___ RECORDS FOR THIS TASK
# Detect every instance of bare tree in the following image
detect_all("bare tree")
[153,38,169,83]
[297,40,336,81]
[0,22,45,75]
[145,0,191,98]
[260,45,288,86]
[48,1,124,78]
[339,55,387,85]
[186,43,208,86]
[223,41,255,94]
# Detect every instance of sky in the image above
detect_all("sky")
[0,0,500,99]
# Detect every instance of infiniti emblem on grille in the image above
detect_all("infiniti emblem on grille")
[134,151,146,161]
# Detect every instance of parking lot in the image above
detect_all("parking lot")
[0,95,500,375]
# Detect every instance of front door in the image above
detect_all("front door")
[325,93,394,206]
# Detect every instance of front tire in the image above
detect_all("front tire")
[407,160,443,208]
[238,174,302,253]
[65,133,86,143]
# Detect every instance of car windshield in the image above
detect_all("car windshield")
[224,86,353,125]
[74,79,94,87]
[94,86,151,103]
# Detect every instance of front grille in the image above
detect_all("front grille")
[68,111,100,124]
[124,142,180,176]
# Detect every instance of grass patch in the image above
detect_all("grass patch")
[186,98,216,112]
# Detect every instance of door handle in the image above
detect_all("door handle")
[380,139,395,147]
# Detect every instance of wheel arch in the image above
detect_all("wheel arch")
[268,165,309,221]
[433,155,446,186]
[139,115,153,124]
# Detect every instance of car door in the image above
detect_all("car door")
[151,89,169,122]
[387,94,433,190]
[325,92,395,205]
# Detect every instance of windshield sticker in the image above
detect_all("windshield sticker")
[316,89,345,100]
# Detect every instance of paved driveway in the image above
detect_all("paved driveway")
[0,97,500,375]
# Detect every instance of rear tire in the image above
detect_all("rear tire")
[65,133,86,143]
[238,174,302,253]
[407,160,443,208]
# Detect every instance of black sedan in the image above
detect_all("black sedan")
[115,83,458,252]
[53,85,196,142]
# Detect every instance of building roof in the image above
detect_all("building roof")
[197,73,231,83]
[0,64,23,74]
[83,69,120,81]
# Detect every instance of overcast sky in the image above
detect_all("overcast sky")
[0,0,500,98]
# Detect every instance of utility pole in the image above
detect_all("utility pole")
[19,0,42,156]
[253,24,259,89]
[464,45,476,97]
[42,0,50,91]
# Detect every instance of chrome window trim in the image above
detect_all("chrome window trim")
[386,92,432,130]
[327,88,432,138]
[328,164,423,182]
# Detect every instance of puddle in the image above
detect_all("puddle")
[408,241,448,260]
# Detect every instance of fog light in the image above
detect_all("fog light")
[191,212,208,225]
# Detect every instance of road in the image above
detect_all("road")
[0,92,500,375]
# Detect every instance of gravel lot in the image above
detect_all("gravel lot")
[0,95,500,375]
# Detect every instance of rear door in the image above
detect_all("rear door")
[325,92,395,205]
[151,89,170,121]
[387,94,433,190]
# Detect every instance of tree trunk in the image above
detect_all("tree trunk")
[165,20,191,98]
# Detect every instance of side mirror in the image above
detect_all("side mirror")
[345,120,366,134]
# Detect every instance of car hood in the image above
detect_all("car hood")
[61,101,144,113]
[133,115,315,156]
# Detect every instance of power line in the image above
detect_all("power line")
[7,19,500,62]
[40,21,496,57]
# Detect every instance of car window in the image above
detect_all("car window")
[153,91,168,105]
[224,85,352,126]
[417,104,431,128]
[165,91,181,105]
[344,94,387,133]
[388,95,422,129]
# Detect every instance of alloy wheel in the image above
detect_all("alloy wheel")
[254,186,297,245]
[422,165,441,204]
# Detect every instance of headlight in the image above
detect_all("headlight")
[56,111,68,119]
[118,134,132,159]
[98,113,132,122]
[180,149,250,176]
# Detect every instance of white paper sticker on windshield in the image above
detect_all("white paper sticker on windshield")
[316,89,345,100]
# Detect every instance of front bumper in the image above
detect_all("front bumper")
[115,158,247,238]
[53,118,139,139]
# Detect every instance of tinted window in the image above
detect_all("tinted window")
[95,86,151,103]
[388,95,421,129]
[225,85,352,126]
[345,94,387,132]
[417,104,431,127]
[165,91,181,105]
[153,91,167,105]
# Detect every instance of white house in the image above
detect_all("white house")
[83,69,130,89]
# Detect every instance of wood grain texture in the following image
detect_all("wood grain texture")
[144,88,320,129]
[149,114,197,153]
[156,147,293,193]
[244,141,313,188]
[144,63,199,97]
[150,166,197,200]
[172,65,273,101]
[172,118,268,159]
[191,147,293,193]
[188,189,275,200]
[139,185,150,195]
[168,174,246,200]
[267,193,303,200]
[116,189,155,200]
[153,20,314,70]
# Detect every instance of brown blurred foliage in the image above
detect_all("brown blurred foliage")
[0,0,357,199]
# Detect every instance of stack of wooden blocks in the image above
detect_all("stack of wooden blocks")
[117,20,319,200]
______
**YOUR OBJECTIVE**
Can you write out the lines starting at the one containing "# Detect every instance of tinted" and ending with the last line of the records, requests included, with every box coordinate raised by 4?

**SOLUTION FOR THIS PROBLEM**
# Detect every instance of tinted window in the image above
detect_all("tinted window")
[99,90,155,107]
[392,99,425,133]
[229,89,356,130]
[349,98,391,136]
[421,108,435,131]
[169,95,185,109]
[157,95,171,109]
# Detect every instance of white house in the image above
detect_all("white house")
[87,73,134,93]
# Detect every instance of wood grain texture in the following image
detect_all("wood grain texture")
[148,92,324,133]
[153,118,201,157]
[160,151,297,197]
[248,145,317,192]
[148,67,203,101]
[154,170,201,204]
[176,69,277,105]
[176,122,272,163]
[195,151,297,197]
[192,193,279,204]
[143,189,154,199]
[172,178,250,204]
[271,197,307,204]
[120,193,159,204]
[157,24,318,74]
# Detect every instance of brown blurred foliage in the image above
detect_all("brown blurred foliage")
[4,4,361,203]
# Detect every instance of stack of wooden blocks in the image above
detect_all("stack of wooden blocks")
[121,24,323,204]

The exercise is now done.